▶ [Excerpts of annotation records]:
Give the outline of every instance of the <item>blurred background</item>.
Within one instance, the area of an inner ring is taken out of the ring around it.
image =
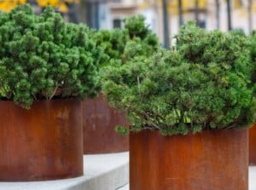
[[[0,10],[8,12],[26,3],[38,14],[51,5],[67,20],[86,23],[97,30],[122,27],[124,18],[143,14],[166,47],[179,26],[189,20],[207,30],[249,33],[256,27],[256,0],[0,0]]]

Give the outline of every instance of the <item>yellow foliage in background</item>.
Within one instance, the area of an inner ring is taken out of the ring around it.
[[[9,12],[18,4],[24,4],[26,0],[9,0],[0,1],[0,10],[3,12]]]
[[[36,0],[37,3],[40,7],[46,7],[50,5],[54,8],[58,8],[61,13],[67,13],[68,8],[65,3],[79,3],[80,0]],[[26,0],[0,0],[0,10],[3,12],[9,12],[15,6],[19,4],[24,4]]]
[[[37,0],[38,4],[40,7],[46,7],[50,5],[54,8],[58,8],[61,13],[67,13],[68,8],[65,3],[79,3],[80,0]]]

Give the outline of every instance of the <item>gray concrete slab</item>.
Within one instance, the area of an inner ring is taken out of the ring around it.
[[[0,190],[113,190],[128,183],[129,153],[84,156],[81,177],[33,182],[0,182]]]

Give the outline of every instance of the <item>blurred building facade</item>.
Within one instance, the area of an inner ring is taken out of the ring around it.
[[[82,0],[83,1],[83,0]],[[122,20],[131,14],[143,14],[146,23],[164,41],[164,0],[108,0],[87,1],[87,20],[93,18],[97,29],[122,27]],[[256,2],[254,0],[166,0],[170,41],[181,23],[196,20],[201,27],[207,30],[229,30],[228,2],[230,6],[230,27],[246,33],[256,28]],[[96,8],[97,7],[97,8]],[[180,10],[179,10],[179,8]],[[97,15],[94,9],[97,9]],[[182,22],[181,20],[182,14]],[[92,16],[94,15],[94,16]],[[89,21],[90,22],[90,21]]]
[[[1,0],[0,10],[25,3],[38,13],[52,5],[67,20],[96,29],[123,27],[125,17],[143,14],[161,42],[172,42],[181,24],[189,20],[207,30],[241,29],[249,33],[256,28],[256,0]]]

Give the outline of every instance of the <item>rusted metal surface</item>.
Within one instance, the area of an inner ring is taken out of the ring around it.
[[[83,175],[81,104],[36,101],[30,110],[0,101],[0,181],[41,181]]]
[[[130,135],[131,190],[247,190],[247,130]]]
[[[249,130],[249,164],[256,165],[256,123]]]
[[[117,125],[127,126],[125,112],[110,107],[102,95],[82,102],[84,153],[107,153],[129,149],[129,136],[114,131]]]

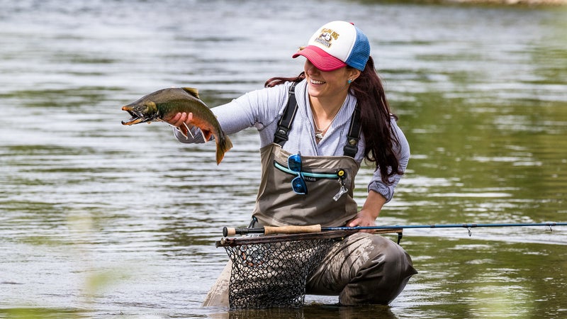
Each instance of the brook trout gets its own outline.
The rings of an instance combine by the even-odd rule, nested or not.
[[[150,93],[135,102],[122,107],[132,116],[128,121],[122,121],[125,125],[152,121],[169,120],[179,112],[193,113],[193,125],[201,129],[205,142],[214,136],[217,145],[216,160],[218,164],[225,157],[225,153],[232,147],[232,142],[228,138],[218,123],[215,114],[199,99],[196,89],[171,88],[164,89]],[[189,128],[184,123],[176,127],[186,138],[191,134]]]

▶ [WRITTEN INSTRUCTION]: Your task is to repeat the data above exactly while excluding the pictures.

▶ [REPLY TO THE TASK]:
Give the outline of every instance of the <item>blurred background</item>.
Within one instance, the area of an inner ring is taken out of the ring around it.
image =
[[[0,10],[8,12],[26,3],[38,14],[51,5],[67,20],[86,23],[97,30],[122,27],[124,18],[143,14],[166,47],[179,26],[189,20],[207,30],[249,33],[256,27],[256,0],[0,0]]]

Give the outline of every instance of the <item>yellow foliage in background</item>.
Within one instance, the area of an inner ring is taken out of the ring around it.
[[[9,12],[18,4],[24,4],[26,0],[9,0],[0,1],[0,10],[3,12]]]
[[[36,0],[37,3],[40,7],[46,7],[50,5],[54,8],[58,8],[61,13],[67,13],[68,8],[65,3],[79,3],[80,0]],[[26,0],[0,0],[0,10],[3,12],[9,12],[15,6],[19,4],[24,4]]]
[[[37,0],[38,4],[40,7],[46,7],[50,5],[54,8],[58,8],[61,13],[67,13],[68,8],[65,3],[79,3],[80,0]]]

Give the outline of every instance of the <item>gray concrete slab</item>.
Within one instance, the area of an inner ring is taken out of the ring around it.
[[[0,190],[113,190],[128,183],[129,153],[84,156],[81,177],[33,182],[0,182]]]

Give the outline of every instance of the <item>blurred building facade</item>.
Within one instance, the area of an inner ring is taken out of the ring around it.
[[[82,0],[83,1],[83,0]],[[122,20],[131,14],[143,14],[146,23],[164,41],[164,0],[108,0],[87,1],[87,20],[93,18],[97,29],[122,27]],[[256,2],[254,0],[166,0],[170,41],[181,23],[196,20],[201,27],[207,30],[229,30],[228,2],[230,6],[230,27],[246,33],[256,28]],[[96,8],[97,7],[97,8]],[[180,10],[179,10],[179,8]],[[97,15],[94,9],[97,9]],[[182,22],[181,20],[182,14]],[[92,16],[94,15],[94,16]],[[89,21],[90,22],[90,21]]]
[[[1,0],[0,10],[25,3],[38,13],[52,5],[67,20],[96,29],[123,27],[125,17],[143,14],[161,42],[172,42],[181,24],[189,20],[207,30],[241,29],[249,33],[256,28],[256,0]]]

Give the outline of every instance of the <item>rusted metal surface</item>.
Within one instance, the area of an inner ring is taken out of the ring around it.
[[[83,175],[81,104],[36,101],[30,110],[0,101],[0,181],[41,181]]]
[[[130,135],[131,190],[247,190],[247,130]]]
[[[249,130],[249,164],[256,165],[256,123]]]
[[[117,125],[127,126],[125,112],[110,107],[102,95],[82,102],[84,153],[107,153],[129,149],[129,136],[114,131]]]

Each instance of the brook trout gets its own outline.
The rings of an instance combine by the even-odd rule, nested or not.
[[[150,93],[135,102],[122,107],[132,116],[128,121],[122,121],[125,125],[152,121],[169,120],[179,112],[193,113],[193,125],[201,129],[205,142],[214,136],[217,145],[216,160],[218,164],[225,157],[225,153],[232,147],[232,142],[228,138],[218,123],[215,114],[199,99],[196,89],[171,88],[164,89]],[[189,128],[184,123],[176,127],[186,138],[191,134]]]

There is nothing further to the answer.